BEGIN

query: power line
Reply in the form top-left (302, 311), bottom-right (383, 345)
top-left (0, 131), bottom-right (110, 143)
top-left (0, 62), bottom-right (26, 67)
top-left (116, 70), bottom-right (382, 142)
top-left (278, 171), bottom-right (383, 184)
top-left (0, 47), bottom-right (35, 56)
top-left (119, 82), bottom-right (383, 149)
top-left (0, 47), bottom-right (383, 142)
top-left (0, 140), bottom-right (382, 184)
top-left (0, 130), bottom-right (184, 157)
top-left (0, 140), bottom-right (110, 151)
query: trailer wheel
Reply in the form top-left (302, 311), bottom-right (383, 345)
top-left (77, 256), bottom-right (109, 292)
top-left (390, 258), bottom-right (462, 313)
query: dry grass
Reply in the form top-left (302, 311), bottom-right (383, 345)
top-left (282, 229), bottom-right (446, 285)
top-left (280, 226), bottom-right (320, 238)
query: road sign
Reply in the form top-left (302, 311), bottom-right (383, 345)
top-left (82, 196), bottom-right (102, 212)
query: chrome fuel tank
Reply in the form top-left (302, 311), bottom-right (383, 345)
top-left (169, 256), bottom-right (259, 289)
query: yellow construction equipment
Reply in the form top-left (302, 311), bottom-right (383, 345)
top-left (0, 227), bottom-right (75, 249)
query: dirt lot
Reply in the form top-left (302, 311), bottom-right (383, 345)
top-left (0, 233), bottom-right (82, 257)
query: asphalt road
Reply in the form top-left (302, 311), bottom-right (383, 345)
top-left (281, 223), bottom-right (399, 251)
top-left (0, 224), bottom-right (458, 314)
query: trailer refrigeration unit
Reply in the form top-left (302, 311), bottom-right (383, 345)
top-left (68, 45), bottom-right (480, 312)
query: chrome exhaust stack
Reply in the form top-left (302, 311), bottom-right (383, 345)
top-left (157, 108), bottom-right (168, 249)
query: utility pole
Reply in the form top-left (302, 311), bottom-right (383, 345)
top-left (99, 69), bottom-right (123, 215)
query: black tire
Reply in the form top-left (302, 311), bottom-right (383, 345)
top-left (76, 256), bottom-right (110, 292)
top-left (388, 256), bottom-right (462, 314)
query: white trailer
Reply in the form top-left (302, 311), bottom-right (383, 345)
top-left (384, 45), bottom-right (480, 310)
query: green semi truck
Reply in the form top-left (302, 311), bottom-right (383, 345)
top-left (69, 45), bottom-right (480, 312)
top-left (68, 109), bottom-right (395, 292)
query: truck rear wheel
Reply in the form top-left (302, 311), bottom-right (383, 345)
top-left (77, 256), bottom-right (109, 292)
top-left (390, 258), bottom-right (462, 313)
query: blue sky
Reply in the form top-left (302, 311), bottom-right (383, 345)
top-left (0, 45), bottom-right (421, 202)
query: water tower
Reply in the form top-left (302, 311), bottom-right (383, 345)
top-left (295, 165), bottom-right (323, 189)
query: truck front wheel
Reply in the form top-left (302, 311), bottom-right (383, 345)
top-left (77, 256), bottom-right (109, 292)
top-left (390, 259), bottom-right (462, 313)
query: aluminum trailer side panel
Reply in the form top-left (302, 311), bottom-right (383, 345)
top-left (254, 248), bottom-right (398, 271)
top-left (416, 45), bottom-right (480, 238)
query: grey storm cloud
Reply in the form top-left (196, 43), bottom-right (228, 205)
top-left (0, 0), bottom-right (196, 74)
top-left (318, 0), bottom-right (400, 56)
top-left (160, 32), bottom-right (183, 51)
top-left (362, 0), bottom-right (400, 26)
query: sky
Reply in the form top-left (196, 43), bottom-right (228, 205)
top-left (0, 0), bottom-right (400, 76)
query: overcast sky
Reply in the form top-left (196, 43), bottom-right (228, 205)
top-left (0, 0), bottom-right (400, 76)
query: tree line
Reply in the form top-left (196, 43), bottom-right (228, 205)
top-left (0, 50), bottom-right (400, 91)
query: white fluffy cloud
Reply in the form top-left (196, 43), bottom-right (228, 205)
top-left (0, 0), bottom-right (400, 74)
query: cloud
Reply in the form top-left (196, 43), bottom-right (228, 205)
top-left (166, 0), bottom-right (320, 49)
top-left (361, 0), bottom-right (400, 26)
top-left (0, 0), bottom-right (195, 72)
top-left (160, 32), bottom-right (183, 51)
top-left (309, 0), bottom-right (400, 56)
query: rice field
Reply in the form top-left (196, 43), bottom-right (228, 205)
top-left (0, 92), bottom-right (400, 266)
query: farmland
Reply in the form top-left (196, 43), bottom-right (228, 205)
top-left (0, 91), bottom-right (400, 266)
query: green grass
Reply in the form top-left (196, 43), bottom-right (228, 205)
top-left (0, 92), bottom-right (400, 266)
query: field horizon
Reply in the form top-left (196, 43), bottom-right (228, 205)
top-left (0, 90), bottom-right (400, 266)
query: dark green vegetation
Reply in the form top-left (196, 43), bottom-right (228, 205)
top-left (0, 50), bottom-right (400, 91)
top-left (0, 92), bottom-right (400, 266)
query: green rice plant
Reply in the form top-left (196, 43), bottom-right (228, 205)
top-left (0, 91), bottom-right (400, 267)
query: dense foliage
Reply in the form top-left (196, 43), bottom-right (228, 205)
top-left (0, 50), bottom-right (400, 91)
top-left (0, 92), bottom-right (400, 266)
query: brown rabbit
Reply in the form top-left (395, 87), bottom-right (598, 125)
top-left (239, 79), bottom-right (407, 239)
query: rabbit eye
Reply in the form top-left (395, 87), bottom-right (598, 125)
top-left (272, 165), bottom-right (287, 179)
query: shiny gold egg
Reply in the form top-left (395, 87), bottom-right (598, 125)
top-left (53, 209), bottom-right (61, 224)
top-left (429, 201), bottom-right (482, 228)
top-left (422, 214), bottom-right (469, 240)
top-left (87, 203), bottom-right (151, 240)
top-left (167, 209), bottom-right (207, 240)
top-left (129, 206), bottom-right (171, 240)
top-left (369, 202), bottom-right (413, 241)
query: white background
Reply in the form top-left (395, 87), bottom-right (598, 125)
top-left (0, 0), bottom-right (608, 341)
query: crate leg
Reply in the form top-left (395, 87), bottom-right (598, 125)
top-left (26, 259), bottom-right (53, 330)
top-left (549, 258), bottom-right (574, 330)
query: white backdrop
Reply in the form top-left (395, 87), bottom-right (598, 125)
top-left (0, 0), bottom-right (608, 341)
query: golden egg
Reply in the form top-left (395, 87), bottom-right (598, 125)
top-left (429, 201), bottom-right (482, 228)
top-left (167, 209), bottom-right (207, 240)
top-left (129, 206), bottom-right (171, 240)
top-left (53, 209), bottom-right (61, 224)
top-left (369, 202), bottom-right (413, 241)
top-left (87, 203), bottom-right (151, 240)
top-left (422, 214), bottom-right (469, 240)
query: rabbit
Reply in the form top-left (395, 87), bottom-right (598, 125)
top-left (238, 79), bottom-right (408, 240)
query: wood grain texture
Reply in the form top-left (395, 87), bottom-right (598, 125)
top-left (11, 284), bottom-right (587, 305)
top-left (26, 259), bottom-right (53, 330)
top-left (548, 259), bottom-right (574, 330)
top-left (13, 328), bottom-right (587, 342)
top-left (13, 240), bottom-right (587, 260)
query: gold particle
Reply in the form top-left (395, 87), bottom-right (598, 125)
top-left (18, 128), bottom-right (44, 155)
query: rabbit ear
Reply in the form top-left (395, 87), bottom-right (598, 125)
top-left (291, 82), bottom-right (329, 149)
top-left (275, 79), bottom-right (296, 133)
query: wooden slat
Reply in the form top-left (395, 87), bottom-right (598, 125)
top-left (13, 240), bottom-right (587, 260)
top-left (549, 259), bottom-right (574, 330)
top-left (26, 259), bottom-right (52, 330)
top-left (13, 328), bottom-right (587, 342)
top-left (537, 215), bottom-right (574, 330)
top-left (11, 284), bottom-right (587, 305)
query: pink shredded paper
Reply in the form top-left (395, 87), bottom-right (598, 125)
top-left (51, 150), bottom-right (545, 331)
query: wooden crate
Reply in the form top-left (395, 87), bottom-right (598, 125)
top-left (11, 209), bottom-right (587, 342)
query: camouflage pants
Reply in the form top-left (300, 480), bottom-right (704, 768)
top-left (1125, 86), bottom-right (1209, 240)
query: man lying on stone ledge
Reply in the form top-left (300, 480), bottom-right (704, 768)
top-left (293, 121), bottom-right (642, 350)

END

Express every line from the one containing "query: aluminum trailer side panel" down to the one containing "top-left (0, 90), bottom-right (400, 266)", both included, as a Markdown table with the columns No. and Line, leaving out any blank lines.

| No. | Line |
|---|---|
| 1 | query: aluminum trailer side panel |
| 2 | Reply in the form top-left (302, 311), bottom-right (383, 345) |
| 3 | top-left (254, 248), bottom-right (398, 271) |
| 4 | top-left (416, 45), bottom-right (480, 238) |
| 5 | query: grey storm cloud |
| 6 | Reply in the form top-left (196, 43), bottom-right (228, 205) |
| 7 | top-left (0, 0), bottom-right (196, 74) |
| 8 | top-left (318, 0), bottom-right (400, 56) |
| 9 | top-left (160, 32), bottom-right (183, 51) |
| 10 | top-left (362, 0), bottom-right (400, 26) |
| 11 | query: sky |
| 12 | Reply in the form top-left (196, 43), bottom-right (228, 205) |
| 13 | top-left (0, 0), bottom-right (400, 76) |
| 14 | query: overcast sky |
| 15 | Reply in the form top-left (196, 43), bottom-right (228, 205) |
| 16 | top-left (0, 0), bottom-right (400, 76) |
| 17 | query: tree line |
| 18 | Reply in the form top-left (196, 43), bottom-right (228, 205) |
| 19 | top-left (0, 50), bottom-right (400, 91) |
| 20 | query: white fluffy cloud |
| 21 | Reply in the form top-left (196, 43), bottom-right (228, 205) |
| 22 | top-left (0, 0), bottom-right (400, 74) |
| 23 | query: cloud |
| 24 | Reply in the form top-left (196, 43), bottom-right (228, 205) |
| 25 | top-left (166, 0), bottom-right (320, 49) |
| 26 | top-left (361, 0), bottom-right (400, 26) |
| 27 | top-left (0, 0), bottom-right (195, 72) |
| 28 | top-left (160, 32), bottom-right (183, 51) |
| 29 | top-left (309, 0), bottom-right (400, 56) |
| 30 | query: rice field |
| 31 | Reply in the form top-left (196, 43), bottom-right (228, 205) |
| 32 | top-left (0, 92), bottom-right (400, 266) |
| 33 | query: farmland |
| 34 | Reply in the form top-left (196, 43), bottom-right (228, 205) |
| 35 | top-left (0, 91), bottom-right (400, 266) |
| 36 | query: green grass |
| 37 | Reply in the form top-left (196, 43), bottom-right (228, 205) |
| 38 | top-left (0, 92), bottom-right (400, 266) |
| 39 | query: field horizon |
| 40 | Reply in the form top-left (196, 43), bottom-right (228, 205) |
| 41 | top-left (0, 90), bottom-right (400, 266) |